Но, как говорится, нет худа без добра. Потеря города Расейняй и части высот на этом рубеже явилась для нас весьма неприятным событием, но могло произойти и худшее, если бы в результате минувшего боя не были раскрыты крупная группировка войск противника и его замыслы. Стало ясно, что против ослабленных полуторамесячными наступательными боями войск 39-й армии действуют превосходящие силы врага, для разгрома которых потребуется серьезная подготовка. Надо было закрепить отвоеванное, провести перегруппировку войск, пополнить их личным составом и материальными средствами.
На расейняйских позициях
Закрепившись на рубеже восточнее Расейняй, войска армии перешли к обороне. Противник всю вторую половину августа предпринимал почти ежедневно попытки контратаковать наши части, но успеха не имел.
К концу августа по указанию Ставки Верховного Главнокомандования перешли к обороне и другие армии 3-го Белорусского фронта. К этому времени фронт завершил Каунасскую операцию, явившуюся важной составной частью заключительного этапа Белорусской наступательной операции. Войска фронта вышли к границам Восточной Пруссии, обеспечили условия для разгрома противостоящих вражеских сил на их собственной территории. Началась подготовка к наступлению в глубь Восточной Пруссии.
39-я армия получила задачу подготовить и провести наступательную операцию в направлении Таураге.
Важным направлением усилий Военного совета, штаба и органов тыла, командиров и политорганов соединений стало с этого времени налаживание материально-технического обеспечения новой операции.
Вследствие быстрых темпов выдвижения наших войск на расейняйский рубеж армейский транспорт не успевал перебрасывать материальные запасы, и они оказались рассредоточенными на большую глубину. Довольствующие органы фронта считали, что армия обеспечена хорошо, а в действительности части и соединения даже в условиях обороны испытывали порой перебои в снабжении боеприпасами и продовольствием.

_ЗАДАНИЕ_.
Ответьте, пожалуйста, по отрывку на три вопроса:
1. Какой город был потерян?
2. Что противник делал всю вторую половину августа?
3. В каком направлении 39-й армии предстояло провести наступательную операцию?
Опирайтесь только на отрывок.

_ДАННЫЕ_.
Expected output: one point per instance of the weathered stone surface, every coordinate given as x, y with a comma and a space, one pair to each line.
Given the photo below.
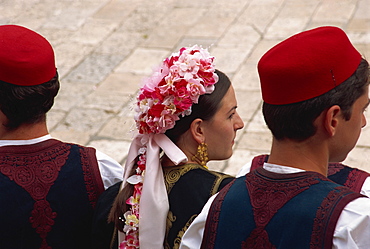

_ОТВЕТ_.
1. Расейняй.
2. Почти ежедневно пытался контратаковать наши части, но успеха не имел.
3. В направлении Таураге.